* Task to carry out:
Copy, without any change, the lines between the line holding "ROI: green leaf" and the line holding "top-left (28, 271), bottom-right (250, 458)", including both of those lines.

* Provided records:
☆ ☆ ☆

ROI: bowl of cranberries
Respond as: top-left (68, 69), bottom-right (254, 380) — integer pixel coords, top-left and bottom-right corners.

☆ ☆ ☆

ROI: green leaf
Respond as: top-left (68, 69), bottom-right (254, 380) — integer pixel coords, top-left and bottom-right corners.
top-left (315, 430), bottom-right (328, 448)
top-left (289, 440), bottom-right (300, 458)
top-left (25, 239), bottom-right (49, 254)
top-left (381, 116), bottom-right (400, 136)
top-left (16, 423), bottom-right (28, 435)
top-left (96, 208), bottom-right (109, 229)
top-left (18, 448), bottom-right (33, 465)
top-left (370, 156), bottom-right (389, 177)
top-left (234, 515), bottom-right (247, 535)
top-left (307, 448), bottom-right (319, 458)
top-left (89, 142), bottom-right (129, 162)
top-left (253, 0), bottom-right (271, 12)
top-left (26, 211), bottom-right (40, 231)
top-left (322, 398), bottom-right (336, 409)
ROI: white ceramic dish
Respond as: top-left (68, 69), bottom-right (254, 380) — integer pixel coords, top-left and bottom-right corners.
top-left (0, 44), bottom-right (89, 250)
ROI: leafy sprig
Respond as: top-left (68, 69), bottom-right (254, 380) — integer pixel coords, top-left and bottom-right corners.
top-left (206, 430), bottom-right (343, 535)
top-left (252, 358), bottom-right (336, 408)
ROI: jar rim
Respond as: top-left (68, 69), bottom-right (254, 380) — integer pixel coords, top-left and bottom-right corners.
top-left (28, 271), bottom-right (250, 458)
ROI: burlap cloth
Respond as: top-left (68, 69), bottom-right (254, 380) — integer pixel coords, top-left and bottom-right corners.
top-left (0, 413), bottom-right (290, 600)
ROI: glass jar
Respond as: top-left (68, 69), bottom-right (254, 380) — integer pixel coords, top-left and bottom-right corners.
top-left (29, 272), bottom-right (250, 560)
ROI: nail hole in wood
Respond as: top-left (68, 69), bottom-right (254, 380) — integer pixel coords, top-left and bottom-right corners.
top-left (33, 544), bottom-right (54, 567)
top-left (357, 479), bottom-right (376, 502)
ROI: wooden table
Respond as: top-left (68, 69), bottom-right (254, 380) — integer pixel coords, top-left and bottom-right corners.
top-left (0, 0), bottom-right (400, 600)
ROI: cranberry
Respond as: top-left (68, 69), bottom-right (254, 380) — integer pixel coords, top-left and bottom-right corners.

☆ ☆ ☆

* Result below:
ROI: green leaf
Respond as: top-left (68, 69), bottom-right (254, 380) — integer pixel coords, top-left and bottom-right corners.
top-left (315, 430), bottom-right (328, 448)
top-left (289, 440), bottom-right (300, 458)
top-left (25, 239), bottom-right (49, 254)
top-left (381, 116), bottom-right (400, 136)
top-left (16, 423), bottom-right (28, 435)
top-left (96, 208), bottom-right (109, 229)
top-left (18, 448), bottom-right (33, 465)
top-left (370, 156), bottom-right (389, 177)
top-left (234, 515), bottom-right (247, 535)
top-left (307, 448), bottom-right (319, 458)
top-left (89, 142), bottom-right (129, 162)
top-left (253, 0), bottom-right (271, 12)
top-left (26, 211), bottom-right (40, 231)
top-left (322, 398), bottom-right (336, 409)
ROI: white ceramic dish
Respond as: top-left (68, 69), bottom-right (254, 380) — integer pixel coords, top-left and bottom-right corners.
top-left (0, 44), bottom-right (89, 250)
ROI: leafy sprig
Respond as: top-left (68, 69), bottom-right (254, 380) — integer pixel coords, top-left and bottom-right corners.
top-left (206, 430), bottom-right (343, 535)
top-left (252, 358), bottom-right (336, 408)
ROI: jar rim
Respond as: top-left (68, 69), bottom-right (254, 380) — integer pixel coords, top-left and bottom-right corners.
top-left (28, 271), bottom-right (250, 458)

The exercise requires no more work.